### [RAW DATA]
'''

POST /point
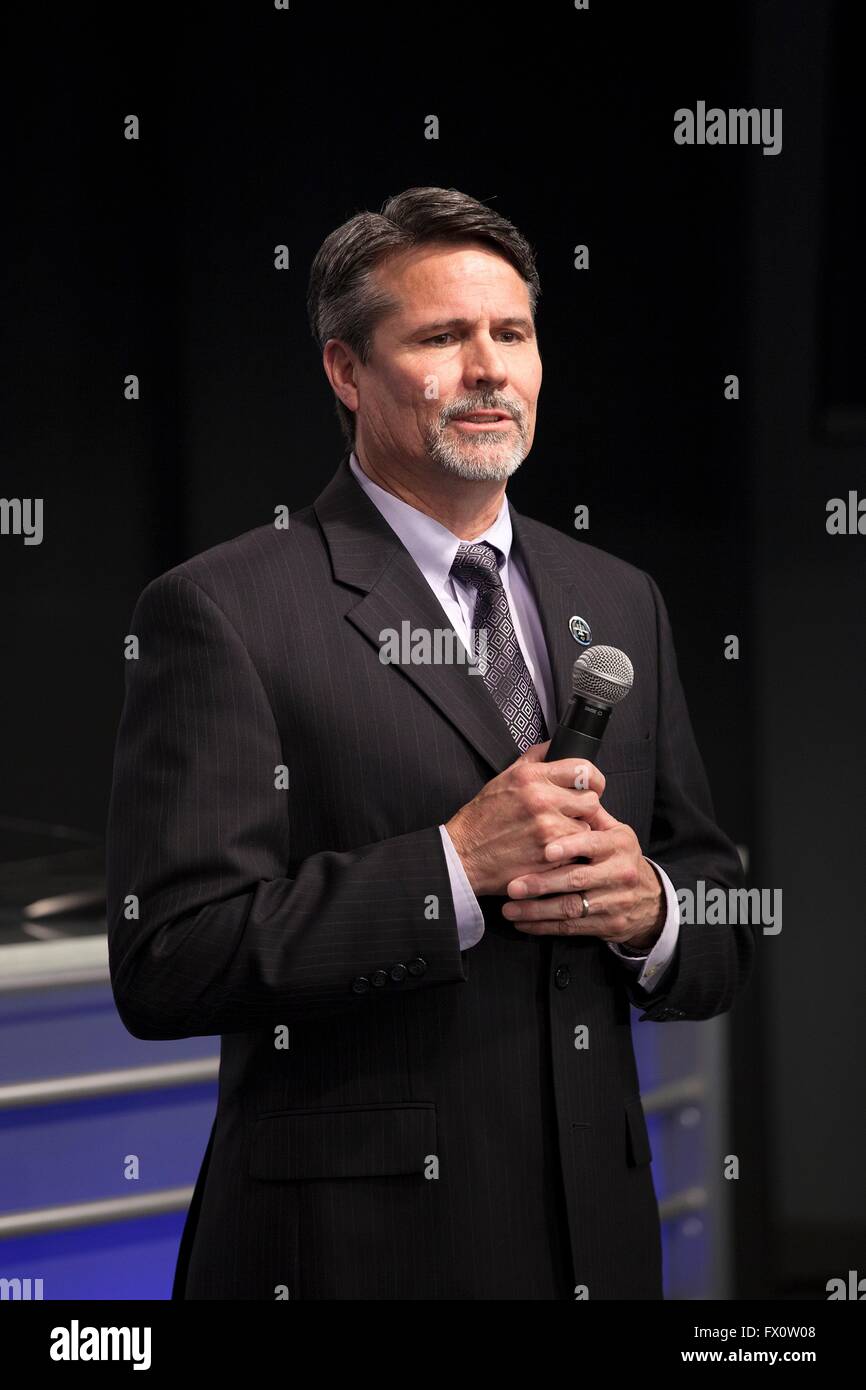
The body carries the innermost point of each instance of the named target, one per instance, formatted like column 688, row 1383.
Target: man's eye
column 509, row 332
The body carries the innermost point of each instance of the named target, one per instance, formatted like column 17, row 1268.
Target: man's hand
column 502, row 833
column 626, row 898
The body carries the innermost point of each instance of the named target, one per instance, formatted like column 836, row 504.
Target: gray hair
column 342, row 298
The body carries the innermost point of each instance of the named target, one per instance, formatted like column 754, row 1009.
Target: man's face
column 462, row 341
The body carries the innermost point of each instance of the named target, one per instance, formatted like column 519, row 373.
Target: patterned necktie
column 506, row 674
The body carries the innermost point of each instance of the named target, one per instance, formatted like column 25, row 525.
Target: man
column 417, row 940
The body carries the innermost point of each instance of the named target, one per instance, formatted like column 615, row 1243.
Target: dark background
column 262, row 128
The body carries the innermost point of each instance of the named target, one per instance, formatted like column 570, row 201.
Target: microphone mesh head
column 602, row 673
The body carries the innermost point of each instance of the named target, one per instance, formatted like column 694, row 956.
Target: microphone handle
column 572, row 742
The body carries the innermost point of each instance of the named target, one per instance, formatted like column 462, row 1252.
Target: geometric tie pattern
column 506, row 676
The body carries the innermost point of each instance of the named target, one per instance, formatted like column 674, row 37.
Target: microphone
column 601, row 677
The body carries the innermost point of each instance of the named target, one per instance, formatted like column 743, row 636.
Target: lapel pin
column 580, row 630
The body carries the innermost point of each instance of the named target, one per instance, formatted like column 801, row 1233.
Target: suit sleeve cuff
column 652, row 965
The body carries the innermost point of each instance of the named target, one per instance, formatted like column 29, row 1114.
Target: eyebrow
column 466, row 323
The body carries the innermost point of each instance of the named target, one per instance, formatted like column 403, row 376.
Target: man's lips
column 485, row 420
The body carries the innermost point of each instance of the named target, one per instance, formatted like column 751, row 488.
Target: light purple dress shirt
column 434, row 548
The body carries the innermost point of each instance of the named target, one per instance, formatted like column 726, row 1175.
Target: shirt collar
column 431, row 545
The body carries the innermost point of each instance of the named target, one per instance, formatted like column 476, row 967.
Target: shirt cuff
column 654, row 965
column 470, row 918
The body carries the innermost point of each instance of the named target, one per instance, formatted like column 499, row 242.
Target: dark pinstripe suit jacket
column 439, row 1134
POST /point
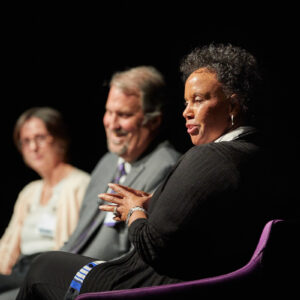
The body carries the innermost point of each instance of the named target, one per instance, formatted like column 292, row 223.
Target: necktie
column 109, row 221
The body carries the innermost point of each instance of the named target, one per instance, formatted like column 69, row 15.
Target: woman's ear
column 235, row 106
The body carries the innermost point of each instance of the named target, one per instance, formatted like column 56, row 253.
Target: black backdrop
column 62, row 57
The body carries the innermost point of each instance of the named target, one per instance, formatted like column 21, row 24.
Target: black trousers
column 50, row 275
column 17, row 276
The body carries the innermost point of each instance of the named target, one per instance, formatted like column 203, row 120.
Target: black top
column 205, row 219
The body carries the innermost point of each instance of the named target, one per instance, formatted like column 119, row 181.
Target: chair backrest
column 246, row 281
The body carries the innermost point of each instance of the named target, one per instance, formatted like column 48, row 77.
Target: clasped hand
column 123, row 200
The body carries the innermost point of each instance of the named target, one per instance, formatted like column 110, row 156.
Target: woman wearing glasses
column 46, row 211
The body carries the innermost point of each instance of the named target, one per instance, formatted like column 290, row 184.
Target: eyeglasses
column 39, row 139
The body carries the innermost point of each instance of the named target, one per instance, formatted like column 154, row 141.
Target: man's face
column 123, row 123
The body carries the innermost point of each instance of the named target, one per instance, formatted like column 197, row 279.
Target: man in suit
column 132, row 123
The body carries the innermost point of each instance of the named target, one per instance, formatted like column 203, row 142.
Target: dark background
column 63, row 56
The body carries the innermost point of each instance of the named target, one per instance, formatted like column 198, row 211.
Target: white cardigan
column 68, row 206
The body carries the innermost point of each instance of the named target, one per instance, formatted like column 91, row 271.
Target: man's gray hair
column 146, row 82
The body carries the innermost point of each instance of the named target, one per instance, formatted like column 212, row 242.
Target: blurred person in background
column 46, row 211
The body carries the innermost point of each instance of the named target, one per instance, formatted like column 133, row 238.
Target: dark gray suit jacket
column 146, row 174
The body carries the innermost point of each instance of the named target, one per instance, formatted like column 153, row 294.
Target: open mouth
column 192, row 129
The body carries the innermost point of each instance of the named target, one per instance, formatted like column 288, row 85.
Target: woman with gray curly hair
column 203, row 220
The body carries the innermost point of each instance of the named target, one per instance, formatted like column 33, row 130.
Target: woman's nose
column 188, row 112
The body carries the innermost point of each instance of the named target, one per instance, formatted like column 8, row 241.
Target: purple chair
column 244, row 282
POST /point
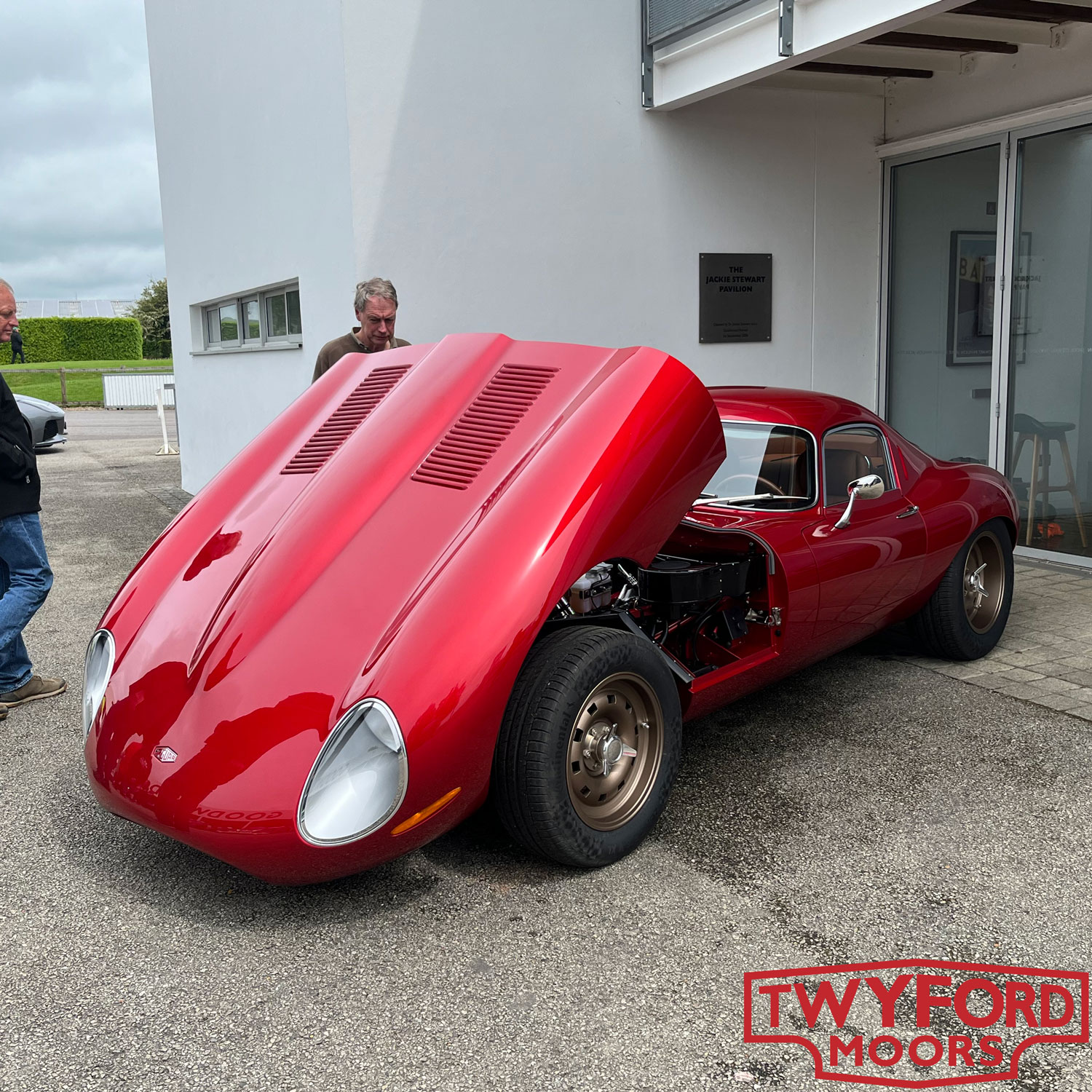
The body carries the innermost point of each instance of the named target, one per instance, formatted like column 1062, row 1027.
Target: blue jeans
column 25, row 579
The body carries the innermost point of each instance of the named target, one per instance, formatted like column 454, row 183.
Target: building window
column 253, row 319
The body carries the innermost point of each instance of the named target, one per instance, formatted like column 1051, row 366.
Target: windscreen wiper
column 733, row 502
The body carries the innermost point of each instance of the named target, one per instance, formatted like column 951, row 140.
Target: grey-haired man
column 376, row 306
column 25, row 577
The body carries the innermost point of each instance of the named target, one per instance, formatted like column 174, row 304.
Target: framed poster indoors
column 971, row 290
column 972, row 284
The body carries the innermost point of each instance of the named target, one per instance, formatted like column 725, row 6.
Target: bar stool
column 1041, row 432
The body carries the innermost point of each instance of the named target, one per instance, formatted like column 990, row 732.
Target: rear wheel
column 968, row 612
column 589, row 747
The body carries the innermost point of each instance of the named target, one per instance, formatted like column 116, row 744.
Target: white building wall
column 253, row 141
column 526, row 191
column 493, row 159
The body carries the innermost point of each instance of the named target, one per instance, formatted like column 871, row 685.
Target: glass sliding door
column 943, row 271
column 1048, row 443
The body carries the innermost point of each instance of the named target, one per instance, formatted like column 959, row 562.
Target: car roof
column 786, row 405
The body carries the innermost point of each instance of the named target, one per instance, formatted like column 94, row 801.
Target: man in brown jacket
column 376, row 305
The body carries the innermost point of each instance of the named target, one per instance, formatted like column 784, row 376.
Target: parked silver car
column 45, row 421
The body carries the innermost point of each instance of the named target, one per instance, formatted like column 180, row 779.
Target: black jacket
column 20, row 487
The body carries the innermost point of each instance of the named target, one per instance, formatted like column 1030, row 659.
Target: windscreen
column 770, row 467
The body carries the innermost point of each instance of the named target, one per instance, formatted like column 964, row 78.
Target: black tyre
column 967, row 614
column 589, row 747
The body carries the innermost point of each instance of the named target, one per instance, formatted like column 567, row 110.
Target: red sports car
column 487, row 566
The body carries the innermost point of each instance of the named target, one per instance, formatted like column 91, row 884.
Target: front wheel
column 589, row 747
column 967, row 614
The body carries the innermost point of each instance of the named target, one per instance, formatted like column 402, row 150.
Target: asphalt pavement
column 869, row 808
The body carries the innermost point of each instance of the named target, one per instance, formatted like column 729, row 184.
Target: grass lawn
column 80, row 388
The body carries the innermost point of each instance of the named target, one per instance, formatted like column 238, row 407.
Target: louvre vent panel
column 486, row 423
column 345, row 421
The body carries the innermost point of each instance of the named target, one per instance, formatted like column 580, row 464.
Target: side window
column 850, row 454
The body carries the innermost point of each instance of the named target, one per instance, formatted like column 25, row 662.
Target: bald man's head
column 8, row 314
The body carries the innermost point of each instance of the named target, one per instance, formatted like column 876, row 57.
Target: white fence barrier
column 137, row 390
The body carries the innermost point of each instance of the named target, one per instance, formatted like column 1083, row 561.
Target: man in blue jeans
column 25, row 577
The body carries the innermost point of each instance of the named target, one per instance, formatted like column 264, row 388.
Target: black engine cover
column 676, row 580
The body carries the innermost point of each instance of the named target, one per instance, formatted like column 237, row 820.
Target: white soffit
column 743, row 47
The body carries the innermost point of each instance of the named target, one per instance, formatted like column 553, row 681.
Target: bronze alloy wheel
column 984, row 581
column 615, row 751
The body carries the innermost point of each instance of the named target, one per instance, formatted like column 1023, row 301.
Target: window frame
column 209, row 309
column 856, row 426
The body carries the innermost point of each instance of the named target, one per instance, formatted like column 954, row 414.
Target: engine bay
column 703, row 614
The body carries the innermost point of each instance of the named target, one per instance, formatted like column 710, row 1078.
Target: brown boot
column 37, row 687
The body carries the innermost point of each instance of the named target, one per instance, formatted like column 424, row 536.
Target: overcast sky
column 79, row 189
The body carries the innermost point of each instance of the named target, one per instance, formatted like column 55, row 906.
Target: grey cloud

'''

### [EXERCISE BRIEF]
Set down, exactly as they appear above, all lines from the one that has "674, row 37." down to the one that has "743, row 636.", including those two and no others.

### [YOUR SOLUTION]
The body carries the innermost point of each instance of the named target, one per instance, formatted like column 674, row 37.
Target: microphone
column 601, row 677
The body carries the innermost point of each instance of the named target, one per instance, formatted like column 743, row 636.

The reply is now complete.